━━━ Document segment
Health Organizations Seek Limit to Direct-to-Consumer Drug Advertising

By Christine Cupaiuolo — November 15, 2006

A consortium of 38 health and women’s organizations are asking Congress to limit direct-to-consumer advertising, Molly M. Ginty writes in Women’s eNews, fearing the abundance of pharmaceutical commercials touting a pill to the new you may in fact be hazardous to your health.

“Fearing that direct-to-consumer ads may harm the doctor-patient relationship, pressure physicians to prescribe certain drugs and lead to the inappropriate use of medications, the group — backed by 200 physicians — is urging Congress to either ban these ads or subject them to a 3 percent tax and the inclusion of consumer warnings that indicate whether these drugs have been tested on less than 3,000 people,” writes Ginty.

“Direct-to-consumer drug ads are not under careful review by the FDA or any other agency,” says Deborah Socolar, co-director of the Health Reform Program at the Boston University School of Public Health. “And since many of them promote drugs that are new, they encourage people to use medications about which relatively little is known.”

Case in point: Vioxx, a painkiller that hit the market in 1999 with commercials narrated by a female voice saying, “Perhaps my biggest victory is being able to plan my day around my life instead of my pain.” In 2004, Vioxx, saw the largest prescription drug recall in history after researchers discovered it doubled the risk of stroke and heart attack, the No. 1 killer of U.S. women.

In defense of drug ads, proponents point to a 2004 University of Pittsburgh study that found these ads do not affect which medications patients receive, but whether they get treatment at all.

“Direct-to-consumer advertising can be a powerful tool in educating millions of people,” says Paul Antony, chief medical officer of the Washington-based industry group Pharmaceutical Research and Manufacturers of America. “Because of such advertising, large numbers of Americans are prompted to discuss illnesses with their doctors for the first time, become more involved in their own health care decisions and take their prescribed medicines.”

Cindy Pearson, president of the Washington-based National Women’s Health Network, disagrees. “The feminist health movement of the 1970s was about getting information into women’s hands via package inserts and health texts such as ‘Our Bodies, Ourselves,'” she says. “But now, drug and advertising agencies are feeding that language back to us with sales pitches masquerading as truth.”
━━━━━━
### Tasks for this exercise
1/ According to the article on direct-to-consumer drug advertising, how many health and women's organizations are in the consortium asking Congress to limit such advertising?
2/ Transcribe the portion of the article on direct-to-consumer drug advertising starting at "In defense of" and ending at "treatment at all.".
━━━ Data provided
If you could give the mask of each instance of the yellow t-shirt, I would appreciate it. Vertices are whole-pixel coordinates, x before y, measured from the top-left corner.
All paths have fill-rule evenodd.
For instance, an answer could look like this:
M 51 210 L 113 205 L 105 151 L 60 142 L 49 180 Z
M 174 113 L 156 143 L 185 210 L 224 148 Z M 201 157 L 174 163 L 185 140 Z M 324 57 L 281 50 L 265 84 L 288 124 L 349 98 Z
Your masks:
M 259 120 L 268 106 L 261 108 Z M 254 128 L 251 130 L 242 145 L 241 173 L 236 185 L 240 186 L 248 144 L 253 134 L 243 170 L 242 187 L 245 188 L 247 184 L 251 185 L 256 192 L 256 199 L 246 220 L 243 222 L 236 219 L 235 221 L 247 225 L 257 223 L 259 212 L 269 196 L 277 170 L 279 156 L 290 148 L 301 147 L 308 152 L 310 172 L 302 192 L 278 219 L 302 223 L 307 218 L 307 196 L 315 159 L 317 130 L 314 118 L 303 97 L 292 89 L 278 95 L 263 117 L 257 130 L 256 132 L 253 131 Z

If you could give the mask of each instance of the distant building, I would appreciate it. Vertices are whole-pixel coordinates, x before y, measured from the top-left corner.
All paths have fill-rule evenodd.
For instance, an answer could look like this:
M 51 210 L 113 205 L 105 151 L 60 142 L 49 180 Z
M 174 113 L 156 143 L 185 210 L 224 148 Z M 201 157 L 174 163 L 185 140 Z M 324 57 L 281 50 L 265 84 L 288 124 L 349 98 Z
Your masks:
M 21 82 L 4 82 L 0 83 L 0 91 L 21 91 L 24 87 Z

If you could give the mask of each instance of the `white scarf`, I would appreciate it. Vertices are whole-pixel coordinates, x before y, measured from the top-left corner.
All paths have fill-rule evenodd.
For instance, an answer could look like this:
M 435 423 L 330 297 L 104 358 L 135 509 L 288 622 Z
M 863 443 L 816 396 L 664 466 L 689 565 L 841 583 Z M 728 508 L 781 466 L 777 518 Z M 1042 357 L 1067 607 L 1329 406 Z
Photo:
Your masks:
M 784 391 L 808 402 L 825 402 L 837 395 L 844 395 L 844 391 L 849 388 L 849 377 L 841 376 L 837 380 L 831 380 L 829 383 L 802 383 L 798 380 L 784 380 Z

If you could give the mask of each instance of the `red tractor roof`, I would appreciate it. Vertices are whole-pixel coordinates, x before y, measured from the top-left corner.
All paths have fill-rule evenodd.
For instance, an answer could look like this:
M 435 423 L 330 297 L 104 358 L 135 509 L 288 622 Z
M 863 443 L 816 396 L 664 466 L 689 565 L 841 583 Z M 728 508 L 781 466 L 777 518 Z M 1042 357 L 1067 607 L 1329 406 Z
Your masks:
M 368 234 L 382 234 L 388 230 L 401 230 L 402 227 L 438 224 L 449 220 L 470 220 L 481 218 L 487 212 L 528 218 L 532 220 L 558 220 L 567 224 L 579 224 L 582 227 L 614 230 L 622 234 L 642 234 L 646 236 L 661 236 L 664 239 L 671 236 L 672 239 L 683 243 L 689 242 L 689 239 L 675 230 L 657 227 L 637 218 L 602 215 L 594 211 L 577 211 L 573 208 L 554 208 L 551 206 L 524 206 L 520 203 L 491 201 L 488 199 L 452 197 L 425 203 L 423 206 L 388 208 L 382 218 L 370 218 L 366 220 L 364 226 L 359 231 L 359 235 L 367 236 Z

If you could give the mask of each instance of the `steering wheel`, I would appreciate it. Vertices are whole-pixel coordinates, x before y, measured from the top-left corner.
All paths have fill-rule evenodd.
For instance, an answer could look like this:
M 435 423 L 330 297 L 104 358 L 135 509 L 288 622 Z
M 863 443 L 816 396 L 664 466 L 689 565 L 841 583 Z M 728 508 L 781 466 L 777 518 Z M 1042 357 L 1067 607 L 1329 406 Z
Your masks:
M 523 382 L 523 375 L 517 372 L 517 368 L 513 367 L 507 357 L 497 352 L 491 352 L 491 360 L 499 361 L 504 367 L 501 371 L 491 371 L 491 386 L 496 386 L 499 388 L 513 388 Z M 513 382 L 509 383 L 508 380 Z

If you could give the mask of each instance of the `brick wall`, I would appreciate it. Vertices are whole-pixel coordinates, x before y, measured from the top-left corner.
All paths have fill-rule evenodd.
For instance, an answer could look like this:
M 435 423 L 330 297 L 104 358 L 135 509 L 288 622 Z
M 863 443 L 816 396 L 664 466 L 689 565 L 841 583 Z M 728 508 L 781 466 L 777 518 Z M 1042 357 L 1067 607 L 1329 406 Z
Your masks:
━━━━━━
### Solved tasks
1/ 38

2/
In defense of drug ads, proponents point to a 2004 University of Pittsburgh study that found these ads do not affect which medications patients receive, but whether they get treatment at all.